▶ **Task to carry out**:
Scale the data from the line containing "# trace the outline of every instance of the eyebrow" down to the line containing "MULTIPOLYGON (((94 103, 106", both included, and return only those lines in full, requests included. Multiply every coordinate in the answer outlines by 2.1 and round to whole numbers with halves going up, but leave the numbers in the requests and their format samples unchanged.

▶ **Record excerpts**:
★ ★ ★ ★ ★

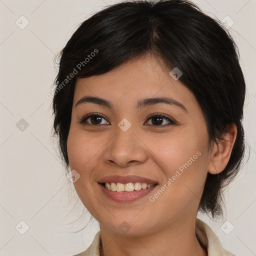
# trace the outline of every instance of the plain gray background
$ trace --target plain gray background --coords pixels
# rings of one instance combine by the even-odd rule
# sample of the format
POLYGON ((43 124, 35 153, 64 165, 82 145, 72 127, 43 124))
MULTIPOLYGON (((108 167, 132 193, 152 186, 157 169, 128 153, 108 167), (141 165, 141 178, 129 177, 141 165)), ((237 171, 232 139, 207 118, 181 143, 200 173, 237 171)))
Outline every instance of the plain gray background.
MULTIPOLYGON (((56 75, 55 54, 78 24, 116 2, 122 1, 0 0, 1 256, 74 255, 84 250, 100 230, 94 220, 79 231, 90 215, 79 219, 84 206, 56 153, 46 95, 56 75)), ((225 192, 224 218, 214 222, 205 216, 198 218, 227 250, 236 256, 252 256, 256 255, 256 2, 193 2, 210 16, 220 20, 228 16, 228 24, 234 22, 229 30, 240 48, 248 86, 246 156, 251 150, 248 164, 225 192), (222 230, 233 226, 228 234, 222 230)))

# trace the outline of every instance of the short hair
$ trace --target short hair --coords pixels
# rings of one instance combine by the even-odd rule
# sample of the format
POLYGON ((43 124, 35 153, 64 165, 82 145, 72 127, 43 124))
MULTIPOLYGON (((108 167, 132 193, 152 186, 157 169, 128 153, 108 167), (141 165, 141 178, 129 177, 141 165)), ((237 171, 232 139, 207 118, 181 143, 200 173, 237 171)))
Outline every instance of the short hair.
POLYGON ((207 174, 199 205, 198 210, 214 218, 222 215, 222 188, 240 170, 244 154, 246 85, 238 51, 228 30, 188 0, 124 2, 106 6, 80 24, 60 52, 54 81, 54 128, 64 162, 68 167, 76 78, 106 73, 147 53, 170 70, 178 67, 182 72, 179 80, 202 110, 209 143, 217 143, 231 124, 236 126, 229 162, 222 172, 207 174))

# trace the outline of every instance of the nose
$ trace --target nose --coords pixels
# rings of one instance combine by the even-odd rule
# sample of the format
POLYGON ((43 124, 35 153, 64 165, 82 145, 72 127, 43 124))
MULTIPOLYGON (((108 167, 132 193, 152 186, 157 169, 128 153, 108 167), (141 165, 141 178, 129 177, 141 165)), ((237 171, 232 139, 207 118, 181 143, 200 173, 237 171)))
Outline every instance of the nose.
POLYGON ((105 162, 122 167, 142 164, 146 160, 146 146, 132 126, 126 132, 118 126, 114 138, 107 144, 104 154, 105 162))

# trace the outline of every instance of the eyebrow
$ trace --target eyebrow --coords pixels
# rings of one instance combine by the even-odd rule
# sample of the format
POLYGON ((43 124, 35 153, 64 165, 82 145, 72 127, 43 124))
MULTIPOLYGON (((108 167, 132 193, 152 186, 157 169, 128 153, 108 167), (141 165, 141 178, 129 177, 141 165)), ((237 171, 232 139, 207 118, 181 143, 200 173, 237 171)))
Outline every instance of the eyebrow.
MULTIPOLYGON (((94 103, 106 106, 110 109, 113 109, 114 108, 113 104, 108 100, 98 97, 92 97, 91 96, 84 96, 82 97, 76 102, 75 106, 76 108, 78 105, 86 103, 94 103)), ((177 100, 174 98, 166 97, 144 98, 138 102, 136 108, 138 109, 141 109, 148 106, 154 105, 158 103, 166 103, 171 106, 174 106, 188 112, 188 110, 183 104, 177 102, 177 100)))

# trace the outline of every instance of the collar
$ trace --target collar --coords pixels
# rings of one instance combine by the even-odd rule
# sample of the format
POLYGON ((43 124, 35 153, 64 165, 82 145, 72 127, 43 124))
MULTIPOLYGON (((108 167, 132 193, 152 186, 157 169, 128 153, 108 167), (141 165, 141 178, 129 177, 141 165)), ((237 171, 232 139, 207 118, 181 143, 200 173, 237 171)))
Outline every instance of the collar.
MULTIPOLYGON (((235 256, 222 247, 220 241, 210 228, 198 218, 196 218, 196 234, 202 244, 207 248, 208 256, 235 256)), ((99 231, 88 248, 74 256, 100 256, 100 243, 101 236, 100 232, 99 231)))

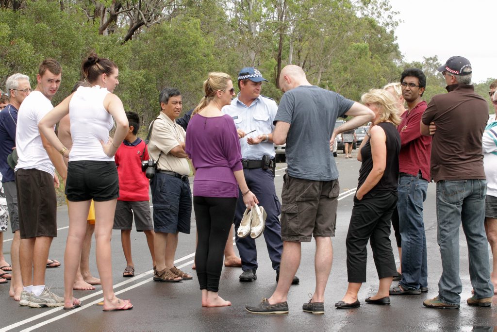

★ ★ ★ ★ ★

▶ **Written answer**:
# trace the outline of every instance of the eyebrow
$ trace --target eyebrow --coords pixels
# rings of one instance combine by the even-odd rule
# sample of the format
POLYGON ((43 124, 35 153, 64 165, 82 145, 72 127, 43 124))
MULTIPOLYGON (((108 167, 132 193, 152 186, 157 169, 128 153, 108 167), (141 165, 141 178, 129 177, 141 165)), ((237 171, 232 139, 207 118, 181 143, 200 173, 237 171)))
Outline every instance of the eyebrow.
MULTIPOLYGON (((197 216, 223 223, 231 229, 237 229, 239 227, 237 218, 227 210, 206 204, 193 204, 191 202, 176 202, 172 204, 160 214, 158 223, 160 227, 164 221, 181 216, 197 216)), ((372 210, 365 206, 349 204, 302 206, 290 214, 286 227, 290 229, 296 229, 311 223, 323 221, 332 216, 349 216, 359 223, 365 223, 395 235, 395 231, 384 218, 372 214, 372 210)))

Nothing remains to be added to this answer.